***** Excerpted data *****
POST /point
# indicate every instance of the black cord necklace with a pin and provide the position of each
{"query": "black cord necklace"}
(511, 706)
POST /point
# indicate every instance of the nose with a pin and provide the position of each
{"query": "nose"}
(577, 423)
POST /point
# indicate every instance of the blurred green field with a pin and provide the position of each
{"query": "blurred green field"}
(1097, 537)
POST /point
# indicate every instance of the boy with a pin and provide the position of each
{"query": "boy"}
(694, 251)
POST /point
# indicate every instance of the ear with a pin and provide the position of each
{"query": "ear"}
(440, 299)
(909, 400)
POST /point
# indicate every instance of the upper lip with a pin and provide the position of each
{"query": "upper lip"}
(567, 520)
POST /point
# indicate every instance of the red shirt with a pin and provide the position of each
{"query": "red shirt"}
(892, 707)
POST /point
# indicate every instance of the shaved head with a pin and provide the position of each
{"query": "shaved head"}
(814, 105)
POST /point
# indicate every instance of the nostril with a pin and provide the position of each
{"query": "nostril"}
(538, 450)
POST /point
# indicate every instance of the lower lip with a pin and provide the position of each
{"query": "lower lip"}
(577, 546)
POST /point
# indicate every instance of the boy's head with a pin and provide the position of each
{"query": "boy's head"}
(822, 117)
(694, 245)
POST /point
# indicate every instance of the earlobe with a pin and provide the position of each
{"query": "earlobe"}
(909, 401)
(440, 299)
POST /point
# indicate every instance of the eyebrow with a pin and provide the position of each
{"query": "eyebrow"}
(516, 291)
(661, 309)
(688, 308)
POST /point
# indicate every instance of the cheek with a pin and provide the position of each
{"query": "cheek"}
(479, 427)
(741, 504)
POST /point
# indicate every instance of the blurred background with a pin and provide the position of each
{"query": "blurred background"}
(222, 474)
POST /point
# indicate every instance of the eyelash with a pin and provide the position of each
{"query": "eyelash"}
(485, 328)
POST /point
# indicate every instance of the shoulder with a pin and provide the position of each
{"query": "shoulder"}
*****
Written exercise: Each line of the material above needs to be quoted exactly, please.

Correct result:
POST /point
# indicate every instance of the black cord necklace with a pin and provide the position of each
{"query": "black cord necklace"}
(511, 706)
POST /point
# indicate every instance of the nose with a pin and provide the position of each
{"query": "nose"}
(577, 423)
POST /point
# indicate every instance of the blurred green field with a pin and provide the position of each
{"query": "blurred green field"}
(1097, 537)
POST /point
# indicate every instance of the boy with a pin and provide the position of each
{"query": "boy"}
(694, 251)
POST /point
# indicate every instance of the ear with a pin and provide the position of each
{"query": "ear"}
(440, 299)
(909, 400)
POST /point
# indicate every instance of the upper lip with a pin and provide the position of each
{"query": "upper lip"}
(567, 520)
POST /point
# indicate every instance of the red shirt with a pin and provide the position of each
{"query": "red shirt"}
(892, 707)
POST /point
# indicate every instance of the shaved head with a pin and provide the position of each
{"query": "shaved head"}
(814, 105)
POST /point
# indicate every instance of the nostril with a pin and provide the position of each
{"query": "nostril"}
(538, 450)
POST /point
# indicate every instance of the lower lip with a pin and provide the position of each
{"query": "lower lip"}
(577, 546)
POST /point
# indicate every instance of the boy's head with a pin and provide the position of each
{"query": "boy's head"}
(822, 117)
(694, 245)
POST /point
# indicate every instance of the earlobe with a pin and provide the position of each
{"query": "earlobe"}
(909, 401)
(440, 299)
POST /point
# indicate every instance of the eyebrow with a pin and provide the position of each
{"query": "eyebrow"}
(516, 291)
(661, 309)
(688, 308)
POST /point
# indicate every instance of the cheek with a pin and provide the position of each
{"query": "cheek"}
(479, 427)
(741, 504)
POST /point
# indicate every instance of the blurred background with a pin and provide the position of each
{"query": "blurred background"}
(222, 474)
POST /point
# indicate every instance of the eyelash with a pin and provide the position of each
{"query": "eyelash"}
(485, 328)
POST /point
# indicate every instance of the shoulder with a pin and provide the position of each
{"query": "shoulder"}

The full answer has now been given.